PROBLEM TO WORK ON
Find the line that contains "Could you point out the yellow goalkeeper". Then set down that line and all the lines after it, to the end of the records, exactly and with nothing added.
-.-.-
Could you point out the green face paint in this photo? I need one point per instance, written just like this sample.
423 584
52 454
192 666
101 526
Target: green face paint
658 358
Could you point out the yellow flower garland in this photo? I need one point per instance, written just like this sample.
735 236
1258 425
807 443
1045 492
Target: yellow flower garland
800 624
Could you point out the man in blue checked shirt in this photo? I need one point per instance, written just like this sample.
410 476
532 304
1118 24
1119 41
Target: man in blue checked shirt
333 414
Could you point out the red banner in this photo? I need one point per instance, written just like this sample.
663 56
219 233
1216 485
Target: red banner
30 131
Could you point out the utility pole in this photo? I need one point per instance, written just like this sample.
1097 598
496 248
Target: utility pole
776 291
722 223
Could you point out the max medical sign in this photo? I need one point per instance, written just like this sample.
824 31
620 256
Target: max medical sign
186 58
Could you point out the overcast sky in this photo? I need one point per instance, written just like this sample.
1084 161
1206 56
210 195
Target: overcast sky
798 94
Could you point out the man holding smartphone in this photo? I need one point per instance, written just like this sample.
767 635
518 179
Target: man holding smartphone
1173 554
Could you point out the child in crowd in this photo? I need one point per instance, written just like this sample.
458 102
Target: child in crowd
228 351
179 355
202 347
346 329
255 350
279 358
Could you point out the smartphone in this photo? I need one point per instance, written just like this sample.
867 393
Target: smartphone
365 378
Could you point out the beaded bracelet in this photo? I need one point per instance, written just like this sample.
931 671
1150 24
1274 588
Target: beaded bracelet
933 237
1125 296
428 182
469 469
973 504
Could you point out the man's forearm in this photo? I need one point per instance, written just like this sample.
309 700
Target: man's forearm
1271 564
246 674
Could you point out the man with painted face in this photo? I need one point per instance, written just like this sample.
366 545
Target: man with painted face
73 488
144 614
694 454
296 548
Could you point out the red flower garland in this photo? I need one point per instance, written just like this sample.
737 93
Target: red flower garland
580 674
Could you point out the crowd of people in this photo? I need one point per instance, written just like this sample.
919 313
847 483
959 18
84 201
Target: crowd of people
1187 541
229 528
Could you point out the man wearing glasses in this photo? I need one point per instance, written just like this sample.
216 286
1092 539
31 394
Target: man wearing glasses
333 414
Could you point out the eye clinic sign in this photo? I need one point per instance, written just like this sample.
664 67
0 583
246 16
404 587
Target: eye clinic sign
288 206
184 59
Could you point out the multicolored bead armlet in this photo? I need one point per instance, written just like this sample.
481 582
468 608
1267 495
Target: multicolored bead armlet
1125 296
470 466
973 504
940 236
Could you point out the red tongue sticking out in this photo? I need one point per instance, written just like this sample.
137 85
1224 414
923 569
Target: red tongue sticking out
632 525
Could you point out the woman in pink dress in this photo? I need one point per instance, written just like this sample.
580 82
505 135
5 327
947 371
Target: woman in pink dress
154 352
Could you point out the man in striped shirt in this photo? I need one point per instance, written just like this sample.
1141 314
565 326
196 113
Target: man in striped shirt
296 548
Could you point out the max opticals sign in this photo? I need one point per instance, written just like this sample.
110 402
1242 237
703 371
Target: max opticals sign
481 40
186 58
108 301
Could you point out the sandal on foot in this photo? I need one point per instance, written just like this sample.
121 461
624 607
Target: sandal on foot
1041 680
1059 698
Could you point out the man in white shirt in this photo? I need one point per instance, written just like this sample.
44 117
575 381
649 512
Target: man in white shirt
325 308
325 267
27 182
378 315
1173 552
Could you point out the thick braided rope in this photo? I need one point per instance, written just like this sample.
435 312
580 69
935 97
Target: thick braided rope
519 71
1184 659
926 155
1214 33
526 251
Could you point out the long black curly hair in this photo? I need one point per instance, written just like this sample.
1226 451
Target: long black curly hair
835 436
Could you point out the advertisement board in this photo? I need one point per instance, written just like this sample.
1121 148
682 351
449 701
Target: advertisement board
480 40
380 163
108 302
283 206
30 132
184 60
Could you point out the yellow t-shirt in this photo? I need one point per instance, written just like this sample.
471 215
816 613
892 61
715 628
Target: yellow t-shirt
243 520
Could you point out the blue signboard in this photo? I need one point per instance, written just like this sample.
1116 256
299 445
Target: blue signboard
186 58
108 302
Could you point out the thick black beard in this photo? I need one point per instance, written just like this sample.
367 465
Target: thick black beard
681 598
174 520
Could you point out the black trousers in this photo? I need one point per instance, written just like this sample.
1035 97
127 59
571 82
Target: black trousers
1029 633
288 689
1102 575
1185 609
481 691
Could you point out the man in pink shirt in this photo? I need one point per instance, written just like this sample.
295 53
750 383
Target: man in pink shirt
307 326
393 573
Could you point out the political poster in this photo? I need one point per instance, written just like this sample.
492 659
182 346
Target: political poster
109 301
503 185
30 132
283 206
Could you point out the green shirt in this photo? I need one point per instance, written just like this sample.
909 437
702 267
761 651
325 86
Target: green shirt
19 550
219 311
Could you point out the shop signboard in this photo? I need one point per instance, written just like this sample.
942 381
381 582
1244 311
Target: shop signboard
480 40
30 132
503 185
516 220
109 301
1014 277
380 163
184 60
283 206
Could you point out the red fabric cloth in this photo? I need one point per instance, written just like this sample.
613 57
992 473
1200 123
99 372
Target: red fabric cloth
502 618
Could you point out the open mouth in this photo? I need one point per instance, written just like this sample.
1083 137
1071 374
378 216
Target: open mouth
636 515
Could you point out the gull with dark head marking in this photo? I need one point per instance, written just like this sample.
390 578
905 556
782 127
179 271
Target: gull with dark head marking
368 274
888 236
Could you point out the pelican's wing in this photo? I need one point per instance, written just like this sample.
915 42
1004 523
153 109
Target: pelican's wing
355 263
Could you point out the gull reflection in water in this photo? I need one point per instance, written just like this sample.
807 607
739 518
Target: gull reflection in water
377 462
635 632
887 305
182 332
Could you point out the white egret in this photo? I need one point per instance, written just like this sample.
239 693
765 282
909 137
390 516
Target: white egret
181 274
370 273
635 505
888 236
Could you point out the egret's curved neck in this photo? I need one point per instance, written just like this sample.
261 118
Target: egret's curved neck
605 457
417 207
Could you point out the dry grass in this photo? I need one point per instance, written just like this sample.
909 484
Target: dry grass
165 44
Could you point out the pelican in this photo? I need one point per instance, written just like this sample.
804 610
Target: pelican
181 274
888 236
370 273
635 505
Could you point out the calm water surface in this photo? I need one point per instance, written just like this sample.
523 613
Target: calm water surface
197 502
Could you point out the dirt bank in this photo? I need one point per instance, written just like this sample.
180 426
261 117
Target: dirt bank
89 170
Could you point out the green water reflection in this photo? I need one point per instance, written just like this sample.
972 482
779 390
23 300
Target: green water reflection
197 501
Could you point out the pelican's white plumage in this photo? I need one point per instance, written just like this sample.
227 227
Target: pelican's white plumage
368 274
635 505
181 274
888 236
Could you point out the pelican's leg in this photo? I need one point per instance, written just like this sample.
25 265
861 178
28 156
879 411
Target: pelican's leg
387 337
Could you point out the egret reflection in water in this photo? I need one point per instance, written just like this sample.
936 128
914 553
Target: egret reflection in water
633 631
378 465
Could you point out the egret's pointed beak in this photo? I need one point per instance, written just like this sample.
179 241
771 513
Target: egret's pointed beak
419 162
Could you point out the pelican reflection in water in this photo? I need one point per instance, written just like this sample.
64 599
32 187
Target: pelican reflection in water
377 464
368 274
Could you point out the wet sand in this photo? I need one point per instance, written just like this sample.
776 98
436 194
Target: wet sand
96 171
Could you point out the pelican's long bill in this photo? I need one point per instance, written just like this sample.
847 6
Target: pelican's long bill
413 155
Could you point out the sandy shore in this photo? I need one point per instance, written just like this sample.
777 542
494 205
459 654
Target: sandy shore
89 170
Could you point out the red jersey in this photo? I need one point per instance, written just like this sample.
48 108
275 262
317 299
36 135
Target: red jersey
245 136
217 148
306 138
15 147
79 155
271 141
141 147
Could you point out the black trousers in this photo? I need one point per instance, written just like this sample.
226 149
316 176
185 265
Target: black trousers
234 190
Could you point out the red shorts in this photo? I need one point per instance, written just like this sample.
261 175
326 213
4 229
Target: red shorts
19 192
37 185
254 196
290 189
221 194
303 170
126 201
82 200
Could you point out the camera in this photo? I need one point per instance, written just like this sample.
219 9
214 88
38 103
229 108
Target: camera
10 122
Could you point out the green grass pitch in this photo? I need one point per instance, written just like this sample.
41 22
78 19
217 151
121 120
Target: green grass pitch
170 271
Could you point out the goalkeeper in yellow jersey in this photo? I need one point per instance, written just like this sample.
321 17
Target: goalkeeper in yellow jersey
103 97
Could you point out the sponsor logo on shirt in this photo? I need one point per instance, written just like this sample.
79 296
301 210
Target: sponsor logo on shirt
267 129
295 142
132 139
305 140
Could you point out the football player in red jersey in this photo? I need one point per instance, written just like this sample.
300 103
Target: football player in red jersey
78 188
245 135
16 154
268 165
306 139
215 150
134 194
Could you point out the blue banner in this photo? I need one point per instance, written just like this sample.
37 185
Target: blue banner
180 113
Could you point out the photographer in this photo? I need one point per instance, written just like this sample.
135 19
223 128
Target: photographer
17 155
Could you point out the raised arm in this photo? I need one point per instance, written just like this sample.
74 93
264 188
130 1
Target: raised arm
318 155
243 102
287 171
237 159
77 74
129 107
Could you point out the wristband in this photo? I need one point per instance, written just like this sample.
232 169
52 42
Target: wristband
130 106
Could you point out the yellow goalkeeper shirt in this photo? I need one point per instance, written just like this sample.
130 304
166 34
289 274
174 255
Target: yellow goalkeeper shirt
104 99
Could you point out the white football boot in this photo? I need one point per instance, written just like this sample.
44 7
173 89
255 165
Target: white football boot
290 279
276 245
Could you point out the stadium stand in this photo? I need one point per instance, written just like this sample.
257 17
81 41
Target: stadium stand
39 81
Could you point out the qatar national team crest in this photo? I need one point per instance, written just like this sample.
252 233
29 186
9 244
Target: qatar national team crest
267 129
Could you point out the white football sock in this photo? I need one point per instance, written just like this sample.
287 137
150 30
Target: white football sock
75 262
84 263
-.-.-
SOLUTION FOR THIS TASK
Could you point out the yellow goalkeeper shirt in this photo? I need one point per instance, written just like this sample.
130 304
166 34
289 274
174 255
Target: yellow goalkeeper shirt
104 99
Could you point out the white football boot in this photo? I need one point per instance, written just like this sample.
44 7
173 89
255 165
Target: white football boot
290 279
276 245
Could you point out the stadium stand in this photo? I need one point per instance, written just like this sample.
257 17
81 41
Target: stadium stand
39 81
Could you point out the qatar national team crest in this photo? I need one point per instance, written just like this sample.
252 233
29 186
9 244
Target: qatar national team crest
267 129
Could you point out the white football sock in this photo? I need one point per instance, written just like this sample.
287 137
150 30
Target: white football sock
75 262
84 263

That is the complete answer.